(Exercise material)
%%
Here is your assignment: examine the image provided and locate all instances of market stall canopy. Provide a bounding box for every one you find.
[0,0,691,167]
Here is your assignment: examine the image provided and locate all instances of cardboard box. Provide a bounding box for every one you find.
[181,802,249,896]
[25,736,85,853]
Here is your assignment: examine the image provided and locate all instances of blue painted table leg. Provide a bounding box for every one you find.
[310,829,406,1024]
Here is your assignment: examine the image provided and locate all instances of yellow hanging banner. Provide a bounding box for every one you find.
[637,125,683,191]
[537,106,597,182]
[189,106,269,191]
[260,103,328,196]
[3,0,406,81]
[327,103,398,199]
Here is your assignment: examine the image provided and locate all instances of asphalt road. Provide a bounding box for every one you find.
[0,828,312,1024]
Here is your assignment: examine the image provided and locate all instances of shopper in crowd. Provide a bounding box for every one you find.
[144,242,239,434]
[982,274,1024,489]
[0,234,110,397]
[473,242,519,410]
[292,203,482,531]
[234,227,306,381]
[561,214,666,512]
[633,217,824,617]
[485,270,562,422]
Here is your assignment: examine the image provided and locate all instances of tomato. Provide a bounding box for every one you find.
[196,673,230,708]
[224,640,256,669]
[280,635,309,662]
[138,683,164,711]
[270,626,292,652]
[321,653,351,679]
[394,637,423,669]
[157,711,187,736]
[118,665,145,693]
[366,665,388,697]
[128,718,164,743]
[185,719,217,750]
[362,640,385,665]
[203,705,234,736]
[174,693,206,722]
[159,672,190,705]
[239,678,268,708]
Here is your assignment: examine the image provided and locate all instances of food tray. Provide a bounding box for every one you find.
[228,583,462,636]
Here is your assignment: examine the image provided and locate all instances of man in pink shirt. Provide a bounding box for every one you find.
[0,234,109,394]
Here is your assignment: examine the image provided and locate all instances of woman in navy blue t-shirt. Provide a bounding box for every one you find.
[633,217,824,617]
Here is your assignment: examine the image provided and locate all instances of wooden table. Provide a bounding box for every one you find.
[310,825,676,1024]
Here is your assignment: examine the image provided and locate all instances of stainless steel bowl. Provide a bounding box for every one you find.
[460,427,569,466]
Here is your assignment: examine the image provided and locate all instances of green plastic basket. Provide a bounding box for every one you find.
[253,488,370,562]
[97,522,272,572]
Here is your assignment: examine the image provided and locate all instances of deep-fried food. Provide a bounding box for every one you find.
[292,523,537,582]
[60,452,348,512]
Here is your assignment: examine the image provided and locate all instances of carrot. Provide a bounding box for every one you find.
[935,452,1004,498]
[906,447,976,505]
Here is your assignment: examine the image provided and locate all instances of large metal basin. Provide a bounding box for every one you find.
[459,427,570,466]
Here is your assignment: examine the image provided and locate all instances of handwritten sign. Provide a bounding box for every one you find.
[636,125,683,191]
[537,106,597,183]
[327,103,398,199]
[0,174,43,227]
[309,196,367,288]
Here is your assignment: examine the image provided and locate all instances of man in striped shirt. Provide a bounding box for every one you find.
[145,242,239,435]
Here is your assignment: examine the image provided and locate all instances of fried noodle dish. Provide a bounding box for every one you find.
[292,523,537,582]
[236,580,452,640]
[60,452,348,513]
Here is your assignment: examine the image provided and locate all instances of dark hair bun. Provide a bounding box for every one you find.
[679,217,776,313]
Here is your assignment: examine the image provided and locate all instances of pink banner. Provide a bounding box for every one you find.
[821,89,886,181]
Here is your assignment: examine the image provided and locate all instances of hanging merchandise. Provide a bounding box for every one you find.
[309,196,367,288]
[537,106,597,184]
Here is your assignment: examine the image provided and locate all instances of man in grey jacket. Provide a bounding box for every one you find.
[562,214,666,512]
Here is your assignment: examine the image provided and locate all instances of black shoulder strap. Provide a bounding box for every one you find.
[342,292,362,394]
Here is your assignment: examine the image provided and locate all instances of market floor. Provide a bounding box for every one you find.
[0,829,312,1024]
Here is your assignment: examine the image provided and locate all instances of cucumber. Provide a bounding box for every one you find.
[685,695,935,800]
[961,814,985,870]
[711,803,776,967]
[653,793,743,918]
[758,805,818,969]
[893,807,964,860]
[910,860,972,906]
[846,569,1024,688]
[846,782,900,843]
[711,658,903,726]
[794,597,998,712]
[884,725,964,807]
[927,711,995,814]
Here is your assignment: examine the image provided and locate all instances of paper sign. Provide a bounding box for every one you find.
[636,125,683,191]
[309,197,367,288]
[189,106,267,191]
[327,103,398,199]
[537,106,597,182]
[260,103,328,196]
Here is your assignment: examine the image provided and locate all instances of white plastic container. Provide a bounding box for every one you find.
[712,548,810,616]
%%
(Aim of the task) Reproduce every one of the records above word for word, line by line.

(Exercise output)
Here is your assignment: examine the image provided and locate all instances of market stall canopy. Provide a bounding box for every one you find.
[0,0,691,167]
Here is your assignment: examine the image provided and locate all instances of cardboard box. Provide a bounding box for every one you find.
[181,802,249,896]
[25,736,85,853]
Here is your assignment: examine the image provided and locate all instances of blue painted table leg. Provide a bounding box for every one you find.
[310,829,406,1024]
Here is your assignment: examine the image provided and locate all instances of yellow hanging banner. Provide a bounding box for every one you find.
[637,125,683,191]
[537,106,597,182]
[189,106,269,191]
[260,103,328,196]
[3,0,406,81]
[327,103,398,199]
Here is your assignment: examine the image provided and locate all instances of asphalt road. Provide a bounding box for every one you find.
[0,828,312,1024]
Here is your assignment: examine the image provided and locate all instances of shopper in crowd. Provide a bounding box for every one you find.
[144,242,239,434]
[982,274,1024,489]
[0,234,110,397]
[473,242,519,410]
[292,203,482,531]
[234,227,306,381]
[561,214,666,512]
[633,217,824,617]
[485,270,562,422]
Here is your assignment: examine the image provided and locate all instances of tomato. Provide a bounding box for every one you find.
[196,673,230,708]
[224,640,256,669]
[280,635,309,662]
[138,683,164,711]
[270,626,292,652]
[321,653,351,679]
[394,637,423,669]
[157,711,187,736]
[118,665,145,693]
[366,665,388,697]
[128,718,164,743]
[185,719,217,750]
[362,640,385,665]
[203,705,234,736]
[174,693,206,722]
[159,672,190,705]
[239,678,268,708]
Here is your assignment: examine the image provided and locate all instances of food tray. Provide a bounding box for every one you find.
[228,583,462,636]
Here is your assignment: examine the image provided and locate all instances of man in pink shirt. Provide a bounding box for every one you find.
[0,234,109,394]
Here is your assignment: examine the image provided and locate all instances of woman in navy blue t-shirt. Provide a bounding box for every one you find.
[633,217,824,617]
Here is your assignment: examine the image provided and locate all instances of wooden table. Provide a bounding box for every one you find.
[310,825,676,1024]
Here is your assignment: examine the image provided and locate all instances of stainless steel bowl. Provide a bounding box for every one you find.
[460,427,569,466]
Here is your assignment: examine the image provided and locate all instances of green plastic basket. Provide a bounding box for every one you find.
[253,488,370,562]
[97,522,272,572]
Here is your assignment: examine the image provided and locate all instances of deep-fried food. Provide a bounding box for every one you find.
[292,523,537,582]
[60,452,348,512]
Here is your assignment: examine the image provided and locate all instances of carrot. Provide a bounding box for every one you find.
[935,452,1004,498]
[906,447,976,505]
Here is your assignment: examine the image provided and locate all instances of large metal basin. Provide a bounding box for every one you find.
[459,427,570,466]
Here is your assignment: examine the image provided and locate all instances of handwritten sign. Provide a bounding box for every one you find.
[636,125,683,191]
[537,106,597,183]
[327,103,398,199]
[0,174,43,227]
[309,196,367,288]
Here is your assignment: examine the image provided and locate all instances of man in striped shirt. Provide a bounding box for every one you find.
[145,242,239,435]
Here is your assignment: examine the image provided and locate all instances of fried noodle dish. Provide a bounding box for every one you find.
[292,523,537,582]
[236,580,452,640]
[60,452,348,513]
Here is your assignment: examine the image provided and locate all instances of dark hair bun. Provide a bounding box for every one you find.
[679,217,776,313]
Here is your assignment: examine the image provided and locate all instances of pink banner. Provide a bounding box for every one you find.
[821,89,886,181]
Here is your assignment: examine the image provided and locate all instances of hanging merchandise. Provide a bounding box for every one you find.
[309,196,367,288]
[537,106,597,184]
Here is your assignment: examine the image provided and locate all instances of man in grey jacket. Provide a bounding box for every one you find.
[562,214,666,512]
Here is your assignment: examine the image provided and locate all instances of black shoulder strap. Provide a bounding box for every one you find.
[342,292,362,394]
Here is your assignment: examine the image provided and locate all instances of market floor. Provide a bounding box for every one you find.
[0,829,312,1024]
Here is your assignment: examine the image provided and locate all instances of cucumber. Provide a bounding box for every one you find.
[685,695,935,800]
[961,814,985,870]
[711,803,776,967]
[653,793,743,918]
[758,805,818,969]
[893,807,964,860]
[910,860,972,906]
[846,569,1024,688]
[846,782,900,843]
[711,658,903,726]
[794,597,998,712]
[884,725,964,807]
[927,711,995,814]
Here is your assignment: examine the image provided and locate all instances of paper sign. Provide a bounding box for every one you find.
[636,125,683,191]
[309,197,367,288]
[189,106,267,191]
[327,103,398,199]
[537,106,597,182]
[260,103,328,196]
Here is your assignment: examine the image provided and locate all instances of white plastic container. Provide a bounding box for every one you find.
[712,548,810,616]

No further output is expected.